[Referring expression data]
•••••
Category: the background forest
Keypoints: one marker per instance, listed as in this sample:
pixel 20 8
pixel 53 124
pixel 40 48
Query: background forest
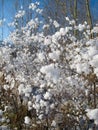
pixel 48 65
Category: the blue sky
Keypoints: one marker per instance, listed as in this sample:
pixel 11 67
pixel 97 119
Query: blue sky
pixel 9 12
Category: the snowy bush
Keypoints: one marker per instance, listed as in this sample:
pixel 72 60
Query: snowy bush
pixel 47 80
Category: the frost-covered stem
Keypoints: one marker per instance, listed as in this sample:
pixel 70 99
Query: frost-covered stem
pixel 75 15
pixel 89 18
pixel 94 95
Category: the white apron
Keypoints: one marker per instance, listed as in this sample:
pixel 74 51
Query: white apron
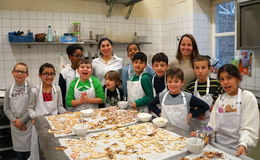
pixel 118 97
pixel 71 74
pixel 176 114
pixel 228 124
pixel 154 92
pixel 43 108
pixel 135 91
pixel 21 139
pixel 90 93
pixel 197 124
•••••
- **REQUIRED ACTION**
Copy out, exactly and without pictures, each line from the one containing "Category: the snowy bush" through the final line of the entries, both ends included.

- **EXPECTED OUTPUT**
Category: the snowy bush
Keypoints: one marker per instance, listed as in this sample:
pixel 72 60
Query: snowy bush
pixel 47 80
Category: the frost-covered stem
Keypoints: one marker per instance, listed as in this sample:
pixel 70 99
Query: frost-covered stem
pixel 75 15
pixel 89 18
pixel 94 95
Category: the white apron
Keypoints: one marker per instance, listed as in this sample:
pixel 74 51
Query: white apron
pixel 118 97
pixel 71 74
pixel 176 114
pixel 228 124
pixel 154 92
pixel 43 108
pixel 135 91
pixel 21 139
pixel 90 93
pixel 197 124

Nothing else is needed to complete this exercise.